>> START MATERIALS PROVIDED

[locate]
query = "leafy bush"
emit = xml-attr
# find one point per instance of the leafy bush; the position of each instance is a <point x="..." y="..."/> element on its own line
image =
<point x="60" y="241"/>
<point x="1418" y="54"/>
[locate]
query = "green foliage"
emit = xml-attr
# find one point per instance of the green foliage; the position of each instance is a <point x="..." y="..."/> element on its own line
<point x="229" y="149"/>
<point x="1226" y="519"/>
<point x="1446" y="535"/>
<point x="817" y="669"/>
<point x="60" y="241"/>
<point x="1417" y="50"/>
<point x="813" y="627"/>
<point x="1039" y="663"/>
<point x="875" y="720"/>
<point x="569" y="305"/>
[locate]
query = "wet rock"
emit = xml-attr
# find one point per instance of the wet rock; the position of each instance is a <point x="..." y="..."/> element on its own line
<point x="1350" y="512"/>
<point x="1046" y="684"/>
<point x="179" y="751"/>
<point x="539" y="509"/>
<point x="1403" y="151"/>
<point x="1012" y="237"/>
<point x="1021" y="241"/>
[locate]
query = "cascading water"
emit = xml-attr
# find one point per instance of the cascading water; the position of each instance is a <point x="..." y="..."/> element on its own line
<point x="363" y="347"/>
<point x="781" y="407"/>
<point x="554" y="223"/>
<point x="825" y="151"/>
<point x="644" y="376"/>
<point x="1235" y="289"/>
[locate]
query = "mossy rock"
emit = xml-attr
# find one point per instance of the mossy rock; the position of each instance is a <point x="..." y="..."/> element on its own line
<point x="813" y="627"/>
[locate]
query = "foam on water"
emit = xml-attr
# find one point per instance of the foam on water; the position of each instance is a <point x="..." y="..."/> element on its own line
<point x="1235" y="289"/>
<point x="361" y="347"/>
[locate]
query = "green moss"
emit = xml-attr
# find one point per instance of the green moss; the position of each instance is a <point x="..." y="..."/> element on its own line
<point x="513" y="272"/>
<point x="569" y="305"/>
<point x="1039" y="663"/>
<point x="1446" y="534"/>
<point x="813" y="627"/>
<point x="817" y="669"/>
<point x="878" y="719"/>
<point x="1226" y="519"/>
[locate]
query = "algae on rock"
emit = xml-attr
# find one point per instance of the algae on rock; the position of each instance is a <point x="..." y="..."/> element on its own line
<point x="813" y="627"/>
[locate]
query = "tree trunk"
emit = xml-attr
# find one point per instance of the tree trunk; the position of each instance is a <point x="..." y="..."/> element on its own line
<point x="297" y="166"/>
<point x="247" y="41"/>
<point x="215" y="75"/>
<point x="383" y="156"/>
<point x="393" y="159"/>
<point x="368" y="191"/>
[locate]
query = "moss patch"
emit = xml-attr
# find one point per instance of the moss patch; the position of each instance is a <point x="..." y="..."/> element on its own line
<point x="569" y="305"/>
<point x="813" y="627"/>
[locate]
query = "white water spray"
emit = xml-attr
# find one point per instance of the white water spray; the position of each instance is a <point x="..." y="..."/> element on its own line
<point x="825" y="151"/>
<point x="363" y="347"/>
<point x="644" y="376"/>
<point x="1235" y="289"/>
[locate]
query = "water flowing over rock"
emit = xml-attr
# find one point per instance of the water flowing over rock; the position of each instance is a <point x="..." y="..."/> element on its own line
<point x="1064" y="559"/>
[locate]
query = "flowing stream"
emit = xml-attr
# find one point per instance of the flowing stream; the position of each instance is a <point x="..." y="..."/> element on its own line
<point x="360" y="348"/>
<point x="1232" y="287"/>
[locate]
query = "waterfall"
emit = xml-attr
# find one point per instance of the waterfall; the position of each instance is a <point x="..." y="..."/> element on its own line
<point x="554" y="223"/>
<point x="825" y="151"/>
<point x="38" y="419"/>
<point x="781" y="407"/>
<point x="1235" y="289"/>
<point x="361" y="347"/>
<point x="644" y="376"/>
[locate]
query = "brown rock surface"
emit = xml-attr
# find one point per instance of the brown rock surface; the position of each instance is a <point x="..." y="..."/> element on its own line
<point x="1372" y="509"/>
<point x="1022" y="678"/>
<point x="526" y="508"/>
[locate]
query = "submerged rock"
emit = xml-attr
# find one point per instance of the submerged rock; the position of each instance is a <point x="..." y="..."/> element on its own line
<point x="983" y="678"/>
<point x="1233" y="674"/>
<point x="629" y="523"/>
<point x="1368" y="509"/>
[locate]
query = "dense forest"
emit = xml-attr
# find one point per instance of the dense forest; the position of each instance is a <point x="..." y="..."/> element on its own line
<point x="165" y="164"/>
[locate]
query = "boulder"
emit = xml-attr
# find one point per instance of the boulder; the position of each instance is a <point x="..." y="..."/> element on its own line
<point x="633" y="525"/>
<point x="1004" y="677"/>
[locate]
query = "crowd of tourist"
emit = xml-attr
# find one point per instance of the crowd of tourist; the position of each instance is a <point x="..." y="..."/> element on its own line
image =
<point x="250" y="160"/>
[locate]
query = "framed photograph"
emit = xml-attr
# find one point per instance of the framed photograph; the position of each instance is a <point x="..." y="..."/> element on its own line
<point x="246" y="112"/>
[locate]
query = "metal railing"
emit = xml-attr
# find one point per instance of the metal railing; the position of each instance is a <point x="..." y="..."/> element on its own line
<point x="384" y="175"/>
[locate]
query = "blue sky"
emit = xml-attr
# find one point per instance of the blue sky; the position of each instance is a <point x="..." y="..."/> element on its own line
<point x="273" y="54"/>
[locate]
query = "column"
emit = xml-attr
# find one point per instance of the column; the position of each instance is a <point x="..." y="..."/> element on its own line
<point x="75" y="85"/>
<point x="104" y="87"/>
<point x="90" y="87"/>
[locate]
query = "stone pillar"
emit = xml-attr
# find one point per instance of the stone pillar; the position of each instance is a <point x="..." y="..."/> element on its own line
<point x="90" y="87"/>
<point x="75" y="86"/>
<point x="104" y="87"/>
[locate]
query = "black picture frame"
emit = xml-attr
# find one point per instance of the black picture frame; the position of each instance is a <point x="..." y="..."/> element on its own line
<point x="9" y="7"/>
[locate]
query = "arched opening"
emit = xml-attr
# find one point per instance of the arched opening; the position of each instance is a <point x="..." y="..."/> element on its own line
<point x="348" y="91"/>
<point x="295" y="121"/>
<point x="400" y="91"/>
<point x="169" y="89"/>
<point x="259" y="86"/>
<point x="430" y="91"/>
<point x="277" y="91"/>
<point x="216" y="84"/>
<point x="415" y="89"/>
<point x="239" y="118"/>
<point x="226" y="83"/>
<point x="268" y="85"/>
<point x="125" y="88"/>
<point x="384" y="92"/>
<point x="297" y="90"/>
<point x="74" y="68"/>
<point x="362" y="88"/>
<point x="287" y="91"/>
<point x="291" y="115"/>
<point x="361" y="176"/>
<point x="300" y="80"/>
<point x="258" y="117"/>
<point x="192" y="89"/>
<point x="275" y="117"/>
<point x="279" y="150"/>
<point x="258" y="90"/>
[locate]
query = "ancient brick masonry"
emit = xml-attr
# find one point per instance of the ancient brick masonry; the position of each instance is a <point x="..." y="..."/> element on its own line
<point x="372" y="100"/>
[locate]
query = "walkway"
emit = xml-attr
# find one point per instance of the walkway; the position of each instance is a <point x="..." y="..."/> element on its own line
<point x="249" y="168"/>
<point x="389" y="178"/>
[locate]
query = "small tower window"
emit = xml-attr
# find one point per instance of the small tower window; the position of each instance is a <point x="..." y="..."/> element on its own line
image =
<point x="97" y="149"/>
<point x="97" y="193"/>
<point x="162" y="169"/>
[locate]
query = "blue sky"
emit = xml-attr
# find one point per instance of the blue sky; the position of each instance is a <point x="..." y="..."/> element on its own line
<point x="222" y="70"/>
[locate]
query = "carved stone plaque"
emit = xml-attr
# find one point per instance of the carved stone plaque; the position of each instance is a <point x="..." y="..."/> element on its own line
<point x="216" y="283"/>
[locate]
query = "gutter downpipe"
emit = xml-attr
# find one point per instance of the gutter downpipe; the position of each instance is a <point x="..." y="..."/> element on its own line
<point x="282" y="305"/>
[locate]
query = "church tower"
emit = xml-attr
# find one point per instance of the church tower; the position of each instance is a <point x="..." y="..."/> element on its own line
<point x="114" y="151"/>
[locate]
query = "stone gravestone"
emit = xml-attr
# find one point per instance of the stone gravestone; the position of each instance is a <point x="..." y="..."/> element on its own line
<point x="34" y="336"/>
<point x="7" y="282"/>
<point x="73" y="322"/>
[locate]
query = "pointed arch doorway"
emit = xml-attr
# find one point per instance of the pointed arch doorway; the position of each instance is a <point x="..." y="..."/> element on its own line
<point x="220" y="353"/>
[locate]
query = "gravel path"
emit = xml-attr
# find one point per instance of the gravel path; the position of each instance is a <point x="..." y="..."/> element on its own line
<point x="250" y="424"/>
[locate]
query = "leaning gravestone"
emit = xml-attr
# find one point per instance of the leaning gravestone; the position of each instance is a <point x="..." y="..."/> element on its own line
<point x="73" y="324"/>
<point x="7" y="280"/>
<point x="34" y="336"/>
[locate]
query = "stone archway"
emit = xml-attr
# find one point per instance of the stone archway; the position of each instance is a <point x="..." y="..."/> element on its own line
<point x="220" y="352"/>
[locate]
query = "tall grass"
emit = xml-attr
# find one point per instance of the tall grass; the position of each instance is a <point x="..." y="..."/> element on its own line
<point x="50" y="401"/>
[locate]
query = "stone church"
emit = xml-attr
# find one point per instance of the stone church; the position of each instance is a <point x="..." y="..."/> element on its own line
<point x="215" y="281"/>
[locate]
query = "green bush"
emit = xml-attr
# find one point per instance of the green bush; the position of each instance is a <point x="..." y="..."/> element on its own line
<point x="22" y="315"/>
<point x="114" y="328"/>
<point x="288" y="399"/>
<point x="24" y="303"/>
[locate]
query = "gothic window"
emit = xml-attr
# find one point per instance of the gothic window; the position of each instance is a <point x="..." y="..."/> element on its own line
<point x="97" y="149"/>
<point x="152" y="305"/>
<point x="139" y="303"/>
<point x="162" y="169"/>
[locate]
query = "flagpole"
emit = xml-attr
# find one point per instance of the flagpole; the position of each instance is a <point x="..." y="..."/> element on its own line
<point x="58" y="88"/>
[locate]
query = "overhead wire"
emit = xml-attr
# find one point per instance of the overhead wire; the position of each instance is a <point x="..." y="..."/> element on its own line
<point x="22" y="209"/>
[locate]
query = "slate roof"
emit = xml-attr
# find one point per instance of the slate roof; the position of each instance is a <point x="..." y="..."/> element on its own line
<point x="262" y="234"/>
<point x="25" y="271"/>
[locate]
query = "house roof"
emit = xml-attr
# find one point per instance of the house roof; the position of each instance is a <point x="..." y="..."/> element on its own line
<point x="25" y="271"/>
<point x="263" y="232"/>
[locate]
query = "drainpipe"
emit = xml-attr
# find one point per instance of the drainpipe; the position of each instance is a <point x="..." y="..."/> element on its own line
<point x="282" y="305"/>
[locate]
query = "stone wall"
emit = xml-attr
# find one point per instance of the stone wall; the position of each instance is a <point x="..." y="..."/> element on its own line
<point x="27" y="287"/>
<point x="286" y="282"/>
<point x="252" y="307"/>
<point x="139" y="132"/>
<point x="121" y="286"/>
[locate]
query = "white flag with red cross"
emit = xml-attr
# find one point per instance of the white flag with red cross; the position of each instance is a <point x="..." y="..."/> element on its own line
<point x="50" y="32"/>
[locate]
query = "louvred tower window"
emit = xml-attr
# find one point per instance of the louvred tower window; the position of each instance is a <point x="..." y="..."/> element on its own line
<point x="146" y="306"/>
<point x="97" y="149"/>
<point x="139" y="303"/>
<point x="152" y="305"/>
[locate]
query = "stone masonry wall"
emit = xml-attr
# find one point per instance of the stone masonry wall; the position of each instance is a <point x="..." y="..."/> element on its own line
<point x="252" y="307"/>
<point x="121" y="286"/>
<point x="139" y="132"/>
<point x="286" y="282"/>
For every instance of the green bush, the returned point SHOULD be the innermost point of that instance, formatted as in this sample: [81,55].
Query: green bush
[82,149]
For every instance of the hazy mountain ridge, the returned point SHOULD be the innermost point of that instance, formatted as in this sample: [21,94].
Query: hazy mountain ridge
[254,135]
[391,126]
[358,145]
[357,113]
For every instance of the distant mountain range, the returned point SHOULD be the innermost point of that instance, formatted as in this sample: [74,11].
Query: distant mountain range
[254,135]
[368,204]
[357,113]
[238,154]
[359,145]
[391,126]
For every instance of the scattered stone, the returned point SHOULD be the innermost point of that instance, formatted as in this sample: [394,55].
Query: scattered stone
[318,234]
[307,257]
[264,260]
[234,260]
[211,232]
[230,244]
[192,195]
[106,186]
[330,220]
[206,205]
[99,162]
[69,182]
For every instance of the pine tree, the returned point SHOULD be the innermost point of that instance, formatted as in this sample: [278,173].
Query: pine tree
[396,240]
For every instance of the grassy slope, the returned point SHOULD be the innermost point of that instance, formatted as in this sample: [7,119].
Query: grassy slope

>> END MATERIALS PROVIDED

WHAT NEEDS TO BE DONE:
In the records above, locate the line that contains "For every instance of the green". Repeat it and every line after it, exactly, and nothing else.

TASK SOLUTION:
For every instance of the green bush, the returned point SHOULD be the innermost point of that instance, formatted as in this sample: [81,55].
Query: green bush
[82,149]
For every instance of the hazy mountain ridge, the returned point SHOULD be the innermost point of that instance, formatted as in this sample: [21,94].
Query: hazy mountain ridge
[254,135]
[391,126]
[358,145]
[357,113]
For every instance of the distant mountain range, the returned point SHOULD be the innermost point of that instance, formatted as in this sample: [74,11].
Query: distant mountain range
[254,135]
[368,204]
[357,113]
[238,154]
[359,145]
[391,126]
For every instance of the scattered stone, the returned point SHOULD be the innermost point of that instance, formatted as in this sample: [394,55].
Query: scattered stone
[318,234]
[307,257]
[264,260]
[234,260]
[211,232]
[230,244]
[192,195]
[106,186]
[330,220]
[206,205]
[99,162]
[69,182]
For every instance of the pine tree, the returned point SHOULD be the innermost point of that instance, formatted as in this sample: [278,173].
Query: pine tree
[396,240]
For every instance of the grassy slope, the returned point SHOULD be the innermost point of that instance, formatted as in this sample: [7,119].
Query: grassy slope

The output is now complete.